SELECTED EXCERPT:
By Denis Dyomkin and Suleiman Al-Khalidi
MOSCOW/GENEVA (Reuters) - President Vladimir Putin announced out of the blue on Monday that "the main part" of Russian armed forces in Syria would start to withdraw, telling his diplomats to step up the push for peace as U.N.-mediated talks resumed on ending the five-year-old war.
Damascus rejected any suggestion of a rift with Moscow, saying President Bashar al-Assad had agreed on the "reduction" of Russian forces in a telephone call with Putin.
Western diplomats speculated that Putin may be trying to press Assad into accepting a political settlement to the war, which has killed 250,000 people, although U.S. officials saw no sign yet of Russian forces preparing to pull out.
The anti-Assad opposition expressed bafflement, with a spokesman saying, "Nobody knows what is in Putin's mind".
Russia's military intervention in Syria in September helped to turn the tide of war in Assad's favor after months of gains in western Syria by rebel fighters, who were aided by foreign military supplies including U.S.-made anti-tank missiles.
Putin made his surprise announcement, that came with no advance word to the United States, at a meeting with his defense and foreign ministers.
Russian forces had largely fulfilled their objectives in Syria, Putin said. But he gave no deadline for the completion of the withdrawal and said forces would remain at a seaport and airbase in Syria's Latakia province.
In Geneva, United Nations mediator Staffan de Mistura told the warring parties there was no "Plan B" other than a resumption of conflict if the first of three rounds of talks that aim to agree a "clear roadmap" for Syria failed to make progress.
Putin and U.S. President Barack Obama spoke by phone on Monday about Syria, with the Kremlin saying the two leaders "called for an intensification of the process for a political settlement" to the conflict.
The White House said Obama welcomed the reduction in violence since the beginning of the cessation of hostilities but "underscored that a political transition is required to end the violence in Syria.”
A U.S. official, speaking on condition of anonymity, said Washington was encouraged by Putin’s announcement but that it was too early to say what it means, whether he will carry it out and what may have motivated it.
Putin said at the Kremlin meeting that he was ordering the withdrawal from Tuesday of "the main part of our military contingent" from the country.

SOURCE EXCERPT:

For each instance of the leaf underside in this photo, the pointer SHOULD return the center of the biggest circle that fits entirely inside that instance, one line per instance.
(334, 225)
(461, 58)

OBJECTIVES:
- 1) Update the Reuters report on Russia's Syria withdrawal. Reproduce it starting at the words "The anti-Assad opposition" and ending after "Syria's Latakia province.", swapping "seaport" for "naval base".
- 2) According to the Reuters report on Russia's Syria withdrawal, how many people had the war in Syria killed?
- 3) Resume the Reuters report on Russia's Syria withdrawal, picking up right after its final sentence.

RESPONSES:
- 1)
The anti-Assad opposition expressed bafflement, with a spokesman saying, "Nobody knows what is in Putin's mind".
Russia's military intervention in Syria in September helped to turn the tide of war in Assad's favor after months of gains in western Syria by rebel fighters, who were aided by foreign military supplies including U.S.-made anti-tank missiles.
Putin made his surprise announcement, that came with no advance word to the United States, at a meeting with his defense and foreign ministers.
Russian forces had largely fulfilled their objectives in Syria, Putin said. But he gave no deadline for the completion of the withdrawal and said forces would remain at a naval base and airbase in Syria's Latakia province.

- 2) 250,000 people.

- 3)
"The effective work of our military created the conditions for the start of the peace process," he said. "I believe that the task put before the defense ministry and Russian armed forces has, on the whole, been fulfilled."
With the participation of the Russian military, Syrian armed forces "have been able to achieve a fundamental turnaround in the fight against international terrorism", he added.
Kremlin spokesman Dmitry Peskov said Putin had telephoned the Syrian president to inform him of the decision, but the two leaders had not discussed Assad's future, the biggest obstacle to reaching a peace agreement.
The move was announced on the day U.N.-brokered talks involving the warring sides in Syria resumed in Geneva.
In Damascus, the Syrian presidency said in a statement that Assad had agreed to the reduction in the Russian air force presence, and denied suggestions it reflected a difference between the two countries
"The whole subject happened in complete coordination between the Russian and Syrian sides, and is a step that was carefully and accurately studied for some time," the statement said, adding that Moscow had promised to continue support for Syria in "confronting terrorism."
Syria regards all rebel groups fighting Assad as terrorists.
Rebels and opposition officials alike reacted skeptically.
"I don't understand the Russian announcement, it's a surprise, like the way they entered the war. God protect us," said Fadi Ahmad, spokesman for the First Coastal Division, a Free Syria Army group fighting in the northwest.
Opposition spokesman Salim al-Muslat demanded a total Russian withdrawal. "Nobody knows what is in Putin's mind, but the point is he has no right to be in be our country in the first place. Just go," he said.
A European diplomat was also skeptical. "It has the potential to put a lot of pressure on Assad and the timing fits that," the diplomat said.
"However, I say potentially because we've seen before with Russia that what's promised isn't always what happens."
MOMENT OF TRUTH
The Geneva talks are the first in more than two years and come amid a marked reduction in fighting after last month's "cessation of hostilities," sponsored by Washington and Moscow and accepted by Assad's government and many of his foes.
Russia's U.N. ambassador, Vitaly Churkin, confirmed some forces would stay in Syria. "Our military presence will continue to be there, it will be directed mostly at making sure that the ceasefire, the cessation of hostilities, is maintained," he told reporters at the United Nations in New York.
But he added, "Our diplomacy has received marching orders to intensify our efforts to achieve a political settlement in Syria."
Speaking before Putin's announcement, de Mistura said Syria faced a moment of truth, as he opened talks to end a war which has displaced half the population, sent refugees streaming into Europe and turned Syria into a battlefield for foreign forces and jihadis.
The limited truce, which excludes the powerful Islamic State and Nusra Front groups, is fragile. The warring sides have accused each other of multiple violations and they arrived in Geneva with what look like irreconcilable agendas.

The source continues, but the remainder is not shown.